(Stored data entries)
----------
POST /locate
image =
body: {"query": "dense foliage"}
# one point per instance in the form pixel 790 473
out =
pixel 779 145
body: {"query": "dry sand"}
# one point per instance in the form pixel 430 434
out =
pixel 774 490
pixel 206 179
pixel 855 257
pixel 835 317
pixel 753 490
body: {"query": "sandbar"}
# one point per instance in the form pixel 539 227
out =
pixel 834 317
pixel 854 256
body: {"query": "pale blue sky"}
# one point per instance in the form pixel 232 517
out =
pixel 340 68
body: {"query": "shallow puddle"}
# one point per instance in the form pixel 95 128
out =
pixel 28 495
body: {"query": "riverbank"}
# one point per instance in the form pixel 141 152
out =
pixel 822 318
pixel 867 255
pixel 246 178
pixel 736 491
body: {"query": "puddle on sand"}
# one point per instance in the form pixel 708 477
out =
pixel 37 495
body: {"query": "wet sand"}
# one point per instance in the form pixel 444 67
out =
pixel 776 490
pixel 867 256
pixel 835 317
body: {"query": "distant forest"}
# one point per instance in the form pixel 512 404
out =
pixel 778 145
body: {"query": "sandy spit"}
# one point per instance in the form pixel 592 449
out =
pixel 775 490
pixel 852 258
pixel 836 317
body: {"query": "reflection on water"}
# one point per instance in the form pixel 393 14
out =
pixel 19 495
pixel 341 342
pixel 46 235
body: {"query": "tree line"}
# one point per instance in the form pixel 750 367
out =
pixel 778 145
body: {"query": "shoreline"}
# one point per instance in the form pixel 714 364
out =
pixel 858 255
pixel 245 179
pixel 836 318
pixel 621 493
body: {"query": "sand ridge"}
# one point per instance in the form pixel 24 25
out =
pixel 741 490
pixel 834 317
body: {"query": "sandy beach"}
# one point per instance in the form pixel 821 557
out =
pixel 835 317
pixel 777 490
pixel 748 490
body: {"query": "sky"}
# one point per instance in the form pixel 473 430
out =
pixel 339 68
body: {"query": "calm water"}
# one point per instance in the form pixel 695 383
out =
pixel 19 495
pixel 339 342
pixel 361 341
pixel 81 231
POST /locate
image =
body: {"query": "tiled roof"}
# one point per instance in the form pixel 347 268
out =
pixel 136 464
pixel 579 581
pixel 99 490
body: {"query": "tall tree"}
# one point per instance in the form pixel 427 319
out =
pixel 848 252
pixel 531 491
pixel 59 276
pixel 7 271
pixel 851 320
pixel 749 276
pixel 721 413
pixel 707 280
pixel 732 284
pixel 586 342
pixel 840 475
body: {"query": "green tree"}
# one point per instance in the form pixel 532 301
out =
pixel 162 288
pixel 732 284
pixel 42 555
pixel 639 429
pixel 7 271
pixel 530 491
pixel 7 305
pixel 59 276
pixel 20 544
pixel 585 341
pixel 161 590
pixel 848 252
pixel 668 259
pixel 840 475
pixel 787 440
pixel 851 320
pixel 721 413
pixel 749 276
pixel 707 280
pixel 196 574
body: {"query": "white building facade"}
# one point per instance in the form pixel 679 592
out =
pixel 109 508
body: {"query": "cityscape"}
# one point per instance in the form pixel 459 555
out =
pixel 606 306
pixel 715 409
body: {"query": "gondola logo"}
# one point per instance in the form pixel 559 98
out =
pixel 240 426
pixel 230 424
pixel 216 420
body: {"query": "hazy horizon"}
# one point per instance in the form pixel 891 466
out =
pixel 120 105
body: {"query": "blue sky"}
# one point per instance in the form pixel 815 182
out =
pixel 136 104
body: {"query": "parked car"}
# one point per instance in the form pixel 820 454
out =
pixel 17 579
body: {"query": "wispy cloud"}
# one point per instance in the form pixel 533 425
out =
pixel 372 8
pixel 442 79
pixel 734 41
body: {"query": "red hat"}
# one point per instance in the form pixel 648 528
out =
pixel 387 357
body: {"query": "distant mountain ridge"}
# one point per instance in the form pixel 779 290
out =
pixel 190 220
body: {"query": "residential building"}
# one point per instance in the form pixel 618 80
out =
----------
→ What to do
Output an exact copy of each record.

→ Reply
POST /locate
image =
body: {"query": "dense foliage"}
# one point per instance in the form pixel 790 473
out =
pixel 779 145
body: {"query": "dry sand"}
# one point per instance in the form pixel 430 434
out =
pixel 774 490
pixel 206 179
pixel 855 257
pixel 835 317
pixel 753 490
body: {"query": "sandbar"}
# one point per instance in the form pixel 539 227
out =
pixel 834 317
pixel 854 256
body: {"query": "pale blue sky"}
# one point per instance in the form pixel 232 517
out =
pixel 340 68
body: {"query": "shallow puddle"}
# one point per instance in the form pixel 95 128
out =
pixel 28 495
body: {"query": "riverbank"}
# one point per instance in the form pixel 141 152
out =
pixel 822 318
pixel 867 255
pixel 246 178
pixel 736 491
body: {"query": "puddle on sand"}
# one point per instance in the form pixel 708 477
out =
pixel 37 495
body: {"query": "wet sand"}
# one point per instance in the form pixel 444 67
out =
pixel 776 490
pixel 867 256
pixel 835 317
body: {"query": "distant forest"}
# one point per instance in the form pixel 512 404
out =
pixel 778 145
body: {"query": "sandy spit"}
# one point per instance in the form pixel 592 449
out =
pixel 775 490
pixel 852 258
pixel 836 317
body: {"query": "reflection on water"}
# one point per instance in the form pixel 393 14
out =
pixel 19 495
pixel 341 342
pixel 46 235
body: {"query": "tree line"}
# one point per instance in the form pixel 750 367
out =
pixel 778 145
body: {"query": "shoreline"}
# one point per instance in the form pixel 714 364
out =
pixel 858 255
pixel 245 179
pixel 836 318
pixel 621 493
body: {"query": "sand ridge"}
# one point per instance in the form pixel 24 25
out =
pixel 741 490
pixel 834 317
body: {"query": "sandy beach"}
# one point per instance in the form pixel 821 557
out =
pixel 835 317
pixel 777 490
pixel 748 490
body: {"query": "sky"}
# one point per instance in the form pixel 473 430
out =
pixel 339 68
body: {"query": "calm water"}
# one point per instance in the form pixel 695 383
out =
pixel 19 495
pixel 339 342
pixel 361 341
pixel 81 231
POST /locate
image =
body: {"query": "tiled roof"}
# one point per instance in the form pixel 347 268
out =
pixel 136 464
pixel 579 581
pixel 99 490
body: {"query": "tall tree"}
# one point per instance in the form pixel 427 319
out =
pixel 848 252
pixel 531 491
pixel 59 276
pixel 7 271
pixel 851 320
pixel 749 276
pixel 721 413
pixel 707 280
pixel 732 284
pixel 586 342
pixel 840 475
body: {"query": "green tree"}
# one point per instance in the form pixel 532 301
out =
pixel 162 288
pixel 732 284
pixel 42 555
pixel 639 429
pixel 7 271
pixel 530 491
pixel 7 305
pixel 59 276
pixel 20 544
pixel 585 341
pixel 161 590
pixel 848 252
pixel 668 259
pixel 840 475
pixel 787 440
pixel 851 320
pixel 721 413
pixel 749 276
pixel 707 280
pixel 196 574
body: {"query": "white building facade"}
# one point per instance in the form pixel 679 592
out =
pixel 109 508
body: {"query": "cityscape"}
# one point per instance in the form pixel 459 555
out =
pixel 606 306
pixel 715 409
body: {"query": "gondola logo"}
# one point per instance in the form pixel 559 98
out =
pixel 240 426
pixel 230 424
pixel 216 420
body: {"query": "hazy horizon"}
# one point per instance in the form pixel 891 466
out =
pixel 120 105
body: {"query": "blue sky"}
# one point per instance in the form pixel 815 182
out =
pixel 136 104
body: {"query": "parked car"}
# one point per instance in the form pixel 820 454
out =
pixel 17 579
body: {"query": "wispy cloud"}
# one point per instance in the form pixel 533 425
out =
pixel 372 8
pixel 442 79
pixel 734 41
body: {"query": "red hat"}
# one point per instance in the form pixel 648 528
out =
pixel 387 357
body: {"query": "distant mountain ridge"}
# one point per instance in the form pixel 779 290
out =
pixel 190 220
body: {"query": "residential building"}
# one point per instance in the form pixel 618 80
out =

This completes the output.